§ **AIM**
Set out as a numbered list the lines beginning at the one that has "Target = cream ceramic plate" and continuing through the last of the rows, with blank lines omitted.

[Dataset rows about object locations]
-------

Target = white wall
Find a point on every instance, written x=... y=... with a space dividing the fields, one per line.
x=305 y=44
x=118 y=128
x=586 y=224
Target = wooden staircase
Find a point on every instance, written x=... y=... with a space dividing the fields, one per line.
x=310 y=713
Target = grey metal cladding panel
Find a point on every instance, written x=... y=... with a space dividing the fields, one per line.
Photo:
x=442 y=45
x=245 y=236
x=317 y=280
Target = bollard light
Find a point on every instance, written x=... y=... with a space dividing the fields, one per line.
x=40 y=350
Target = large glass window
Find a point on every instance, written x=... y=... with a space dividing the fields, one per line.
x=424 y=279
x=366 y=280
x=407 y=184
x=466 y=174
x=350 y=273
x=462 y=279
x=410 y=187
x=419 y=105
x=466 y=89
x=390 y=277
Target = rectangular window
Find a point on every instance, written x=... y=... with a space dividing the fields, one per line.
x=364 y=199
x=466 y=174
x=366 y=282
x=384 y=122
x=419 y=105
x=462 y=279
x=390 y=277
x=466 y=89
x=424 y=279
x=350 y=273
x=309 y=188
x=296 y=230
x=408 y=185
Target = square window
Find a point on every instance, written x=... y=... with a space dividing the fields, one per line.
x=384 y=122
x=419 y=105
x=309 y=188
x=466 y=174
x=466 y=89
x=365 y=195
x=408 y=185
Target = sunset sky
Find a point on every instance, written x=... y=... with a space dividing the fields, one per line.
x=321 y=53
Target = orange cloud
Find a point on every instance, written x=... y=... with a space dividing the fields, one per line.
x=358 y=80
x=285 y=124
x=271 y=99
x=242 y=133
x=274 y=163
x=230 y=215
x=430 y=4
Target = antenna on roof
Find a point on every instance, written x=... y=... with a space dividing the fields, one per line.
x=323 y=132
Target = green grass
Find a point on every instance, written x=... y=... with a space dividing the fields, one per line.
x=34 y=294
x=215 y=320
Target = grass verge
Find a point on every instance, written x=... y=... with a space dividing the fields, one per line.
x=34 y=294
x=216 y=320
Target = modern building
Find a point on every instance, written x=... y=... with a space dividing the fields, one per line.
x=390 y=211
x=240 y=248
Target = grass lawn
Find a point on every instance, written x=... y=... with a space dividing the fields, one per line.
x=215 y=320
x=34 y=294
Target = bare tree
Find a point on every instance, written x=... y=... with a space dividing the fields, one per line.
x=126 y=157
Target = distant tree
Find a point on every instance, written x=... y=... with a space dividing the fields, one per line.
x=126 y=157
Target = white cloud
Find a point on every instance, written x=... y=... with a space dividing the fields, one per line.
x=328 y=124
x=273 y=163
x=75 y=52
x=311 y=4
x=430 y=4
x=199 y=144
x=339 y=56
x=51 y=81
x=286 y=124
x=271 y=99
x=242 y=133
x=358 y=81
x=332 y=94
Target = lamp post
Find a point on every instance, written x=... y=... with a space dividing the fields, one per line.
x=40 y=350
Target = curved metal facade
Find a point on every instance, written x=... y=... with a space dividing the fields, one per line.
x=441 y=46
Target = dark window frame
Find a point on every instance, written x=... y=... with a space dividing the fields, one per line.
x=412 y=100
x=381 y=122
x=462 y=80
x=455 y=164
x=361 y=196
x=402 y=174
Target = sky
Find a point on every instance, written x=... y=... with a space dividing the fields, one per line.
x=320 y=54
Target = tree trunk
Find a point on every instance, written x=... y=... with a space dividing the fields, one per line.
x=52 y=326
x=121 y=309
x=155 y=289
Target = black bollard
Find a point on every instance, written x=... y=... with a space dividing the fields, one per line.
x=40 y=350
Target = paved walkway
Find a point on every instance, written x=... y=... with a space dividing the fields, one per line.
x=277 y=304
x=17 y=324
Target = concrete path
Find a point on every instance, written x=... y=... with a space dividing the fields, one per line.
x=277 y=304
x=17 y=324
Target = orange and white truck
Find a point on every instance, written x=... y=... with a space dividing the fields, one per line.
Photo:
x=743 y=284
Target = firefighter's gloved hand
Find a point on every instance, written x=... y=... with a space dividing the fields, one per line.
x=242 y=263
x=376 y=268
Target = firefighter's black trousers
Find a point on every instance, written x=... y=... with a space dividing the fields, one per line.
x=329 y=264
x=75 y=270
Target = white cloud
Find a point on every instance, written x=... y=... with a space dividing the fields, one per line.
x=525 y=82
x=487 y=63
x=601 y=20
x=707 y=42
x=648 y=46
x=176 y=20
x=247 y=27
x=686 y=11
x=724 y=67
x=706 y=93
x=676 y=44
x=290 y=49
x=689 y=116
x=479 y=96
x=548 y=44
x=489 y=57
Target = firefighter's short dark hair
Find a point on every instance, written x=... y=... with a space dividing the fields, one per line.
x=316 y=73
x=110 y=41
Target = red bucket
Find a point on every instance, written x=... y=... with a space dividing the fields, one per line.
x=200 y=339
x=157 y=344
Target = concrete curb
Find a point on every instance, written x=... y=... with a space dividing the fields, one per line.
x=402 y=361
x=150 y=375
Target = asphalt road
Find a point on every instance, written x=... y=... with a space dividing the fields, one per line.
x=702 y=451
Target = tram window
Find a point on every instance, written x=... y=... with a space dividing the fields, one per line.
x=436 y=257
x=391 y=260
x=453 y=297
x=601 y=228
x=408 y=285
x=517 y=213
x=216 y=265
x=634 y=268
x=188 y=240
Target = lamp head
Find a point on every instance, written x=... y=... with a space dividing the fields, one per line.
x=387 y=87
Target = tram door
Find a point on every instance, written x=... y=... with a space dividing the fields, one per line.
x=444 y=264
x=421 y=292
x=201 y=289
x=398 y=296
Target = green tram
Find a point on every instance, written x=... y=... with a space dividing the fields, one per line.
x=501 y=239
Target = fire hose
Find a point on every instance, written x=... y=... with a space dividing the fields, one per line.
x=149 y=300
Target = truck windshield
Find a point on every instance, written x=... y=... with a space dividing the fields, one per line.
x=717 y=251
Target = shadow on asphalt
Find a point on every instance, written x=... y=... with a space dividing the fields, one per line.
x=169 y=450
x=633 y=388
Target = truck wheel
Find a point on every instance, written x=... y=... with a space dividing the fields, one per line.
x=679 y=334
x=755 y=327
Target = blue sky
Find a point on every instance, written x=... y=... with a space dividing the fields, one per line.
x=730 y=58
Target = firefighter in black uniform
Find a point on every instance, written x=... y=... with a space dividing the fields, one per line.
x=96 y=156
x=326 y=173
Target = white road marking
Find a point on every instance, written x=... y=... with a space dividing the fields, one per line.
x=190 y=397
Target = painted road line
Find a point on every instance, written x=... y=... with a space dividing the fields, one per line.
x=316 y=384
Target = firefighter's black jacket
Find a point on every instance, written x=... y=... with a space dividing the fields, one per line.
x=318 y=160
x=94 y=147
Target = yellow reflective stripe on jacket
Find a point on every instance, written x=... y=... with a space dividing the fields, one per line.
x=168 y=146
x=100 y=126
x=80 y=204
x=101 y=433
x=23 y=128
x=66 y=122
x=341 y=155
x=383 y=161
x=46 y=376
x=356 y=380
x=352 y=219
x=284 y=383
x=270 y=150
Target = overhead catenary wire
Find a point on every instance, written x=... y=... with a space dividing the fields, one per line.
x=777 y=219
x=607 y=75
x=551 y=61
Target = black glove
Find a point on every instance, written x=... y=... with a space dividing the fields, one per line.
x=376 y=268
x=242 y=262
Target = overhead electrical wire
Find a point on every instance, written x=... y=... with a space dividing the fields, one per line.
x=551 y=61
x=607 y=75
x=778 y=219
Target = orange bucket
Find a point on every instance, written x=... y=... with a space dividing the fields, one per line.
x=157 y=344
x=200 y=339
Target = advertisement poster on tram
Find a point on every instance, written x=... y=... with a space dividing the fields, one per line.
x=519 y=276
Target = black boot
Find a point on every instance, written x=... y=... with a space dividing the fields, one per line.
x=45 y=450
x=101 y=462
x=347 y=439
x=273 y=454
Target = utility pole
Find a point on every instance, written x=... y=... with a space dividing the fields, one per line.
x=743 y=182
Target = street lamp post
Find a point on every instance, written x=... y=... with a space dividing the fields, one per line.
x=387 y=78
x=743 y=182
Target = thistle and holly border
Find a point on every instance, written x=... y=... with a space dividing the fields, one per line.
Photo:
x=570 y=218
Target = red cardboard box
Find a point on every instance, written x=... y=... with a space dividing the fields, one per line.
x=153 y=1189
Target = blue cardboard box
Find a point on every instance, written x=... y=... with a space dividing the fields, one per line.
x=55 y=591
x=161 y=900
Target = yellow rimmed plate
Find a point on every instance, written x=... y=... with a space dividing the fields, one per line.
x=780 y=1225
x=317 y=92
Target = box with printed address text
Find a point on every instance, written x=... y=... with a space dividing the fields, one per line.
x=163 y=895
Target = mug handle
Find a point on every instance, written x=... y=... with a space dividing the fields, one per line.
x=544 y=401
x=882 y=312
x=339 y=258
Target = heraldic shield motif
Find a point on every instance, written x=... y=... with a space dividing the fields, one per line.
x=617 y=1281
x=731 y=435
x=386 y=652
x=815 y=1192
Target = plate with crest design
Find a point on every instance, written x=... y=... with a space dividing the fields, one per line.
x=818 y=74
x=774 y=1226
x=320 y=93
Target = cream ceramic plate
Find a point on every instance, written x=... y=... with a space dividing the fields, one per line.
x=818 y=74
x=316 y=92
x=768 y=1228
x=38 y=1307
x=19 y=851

-------

§ **EXPECTED ANSWER**
1. Target = cream ceramic plate
2. Find a point on every instance, written x=... y=... with a space dividing the fields, one per line.
3. x=818 y=74
4. x=316 y=92
5. x=768 y=1228
6. x=38 y=1307
7. x=19 y=851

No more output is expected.